WHAT THIS EXERCISE ASKS:
1. Write out the stretch of the Skyrim and Dark Souls article from "A treatise on" through "of Rodentia, UK.", substituting "study" for "treatise".
2. Decide whether each statement below agrees with the article comparing Skyrim and Dark Souls, answering yes or no and quoting the deciding words.
(a) The Rodent forums hold some 60,000 words of discussion about Dark Souls.
(b) The writer was still exploring Skyrim's cave systems for their own sake by the twentieth one.
(c) In Dark Souls, souls are lost when the player dies.

DOCUMENT EXCERPT:
Ed: We Love retro and nostalgia here at Rodent Towers; which is handy as every now and then we are able to bring you what some what call a "lost" article. Others would call it a case of casual discrimination, or even neglect at the hands of the Editor. Most call it a "lost article".
Anyway, the beauty of loving nostalgia and retro shit means we are able to publish this a few years late and nobody cares. In fact it may have matured in the cask so to speak. Whatever you feel (lost article), here it is!
A treatise on the relative gaming merits of Skyrim and Dark Souls as evidenced through discussion on The Way Of The Rodent forum - Prof. P. Nutt, University of Rodentia, UK.
The end of 2011 saw the release of two massive fantasy role-playing games -- Skyrim [Bethesda, 2011] and Dark Souls [Namco-Bandai et al., 2011]. Is it possible to quantify which is the superior gaming experience? The sales and awards figures suggest Bethesda won hands down, despite its vastly inferior box art [Morgan, personnal communication, 2010]. But does that tell the whole story? Let’s approach this scientamatifically. Pass me my lab coat, Deidra*, I’m going in.
This experiment requires approximately 20 lab rats to bash away at a computer keyboard for 6 months. The Rodent forums have amassed some 60,000 words of discussion about Dark Souls. It’s generally well written prose, offering tips and tactics, the merits of different strategies, etc. The Skyrim thread, on the other hand, is a mere 9,000 words, mainly concerned with missing graphical textures for cows [Peter Van Buren, 2011]. These numbers are high enough to perform some statistically significant analysis. I mean, just look at the size of these green bars:
The depth of discussion can be crudely estimated from the average length of an individual forum post: 67 words forDark Souls, 33 for Skyrim, as shown above. I can’t verify what fraction of those Skyrim posts are cut’npaste from elsewhere or are simply statements of having recently viewed a mudcrab. The diagram below gives a breakdown of the occurrence of certain key words.** These data have been normalised by the total word count.
Clearly, Skyrim is a gay, buggy patch-fest, whereas Dark Souls is bastard, cunting hard. That’s science, bitches.
Appendix A: Personal experience
Based on its difficulty and its stoic refusal to hold the gamer’s hand, Dark Souls been widely touted as a return to old-school gaming. But much of the game design is incredibly progressive. Every aspect of the Dark Souls world has been hand crafted. Exploration is genuinely rewarding: I always wanted to know what was round the next corner and was rarely disappointed. I was excited about the contents of every chest, precisely because almost every item mattered in some way. By combining experience points and currency into a single number, i.e., souls, the game’s economy is incredibly robust. Add to mix the novel save mechanism and the fact that souls are lost when you die, and you’ve got a wicked new slant on risk/reward. It works. It makes you swear. But just as much, it makes you care.
Compare that with Skyrim. Sure, it's bigger, but some interiors are clearly cut’n’paste. By the time I’d entered my tenth cave system, I rushed through because I’d basically seen it all before. By the twentieth, I’d completely ceased exploration for its own sake. And while I appreciate the designers’ dedication to filling the world with wardrobes and bed-side tables, I wish they’d given the player a reason to open any of them. I stopped looking at loot beyond a cursory glance at its value - if you’re willing to schlep equipment back and forth to merchants, money will soon become entirely meaningless.

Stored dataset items

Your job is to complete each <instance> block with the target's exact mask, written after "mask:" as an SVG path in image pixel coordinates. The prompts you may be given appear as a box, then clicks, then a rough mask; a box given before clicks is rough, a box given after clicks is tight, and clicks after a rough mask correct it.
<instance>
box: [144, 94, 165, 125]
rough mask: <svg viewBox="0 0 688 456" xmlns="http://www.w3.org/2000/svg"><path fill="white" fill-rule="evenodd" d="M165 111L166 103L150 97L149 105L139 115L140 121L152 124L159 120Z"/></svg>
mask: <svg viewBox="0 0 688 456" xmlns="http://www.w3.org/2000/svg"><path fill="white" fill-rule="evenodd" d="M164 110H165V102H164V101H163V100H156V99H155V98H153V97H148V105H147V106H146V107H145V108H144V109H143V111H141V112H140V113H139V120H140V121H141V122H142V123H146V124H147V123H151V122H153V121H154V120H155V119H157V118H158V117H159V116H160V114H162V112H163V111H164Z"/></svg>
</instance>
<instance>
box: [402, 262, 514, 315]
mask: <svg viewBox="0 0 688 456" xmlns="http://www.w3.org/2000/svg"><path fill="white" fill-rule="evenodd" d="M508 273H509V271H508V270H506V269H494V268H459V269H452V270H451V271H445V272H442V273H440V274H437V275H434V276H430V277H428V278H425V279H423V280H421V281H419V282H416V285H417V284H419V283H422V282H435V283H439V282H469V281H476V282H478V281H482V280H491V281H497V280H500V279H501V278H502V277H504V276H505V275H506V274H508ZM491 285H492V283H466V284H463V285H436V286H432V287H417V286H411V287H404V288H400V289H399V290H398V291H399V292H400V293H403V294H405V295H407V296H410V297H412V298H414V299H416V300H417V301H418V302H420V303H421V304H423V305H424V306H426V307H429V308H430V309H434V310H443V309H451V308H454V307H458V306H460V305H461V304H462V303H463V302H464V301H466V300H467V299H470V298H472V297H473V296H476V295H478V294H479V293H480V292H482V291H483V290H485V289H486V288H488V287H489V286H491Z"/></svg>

LIST OF SOLUTIONS:
1.
A study on the relative gaming merits of Skyrim and Dark Souls as evidenced through discussion on The Way Of The Rodent forum - Prof. P. Nutt, University of Rodentia, UK.

2.
(a) Yes: "The Rodent forums have amassed some 60,000 words of discussion about Dark Souls."
(b) No: "By the twentieth, I’d completely ceased exploration for its own sake."
(c) Yes: "souls are lost when you die"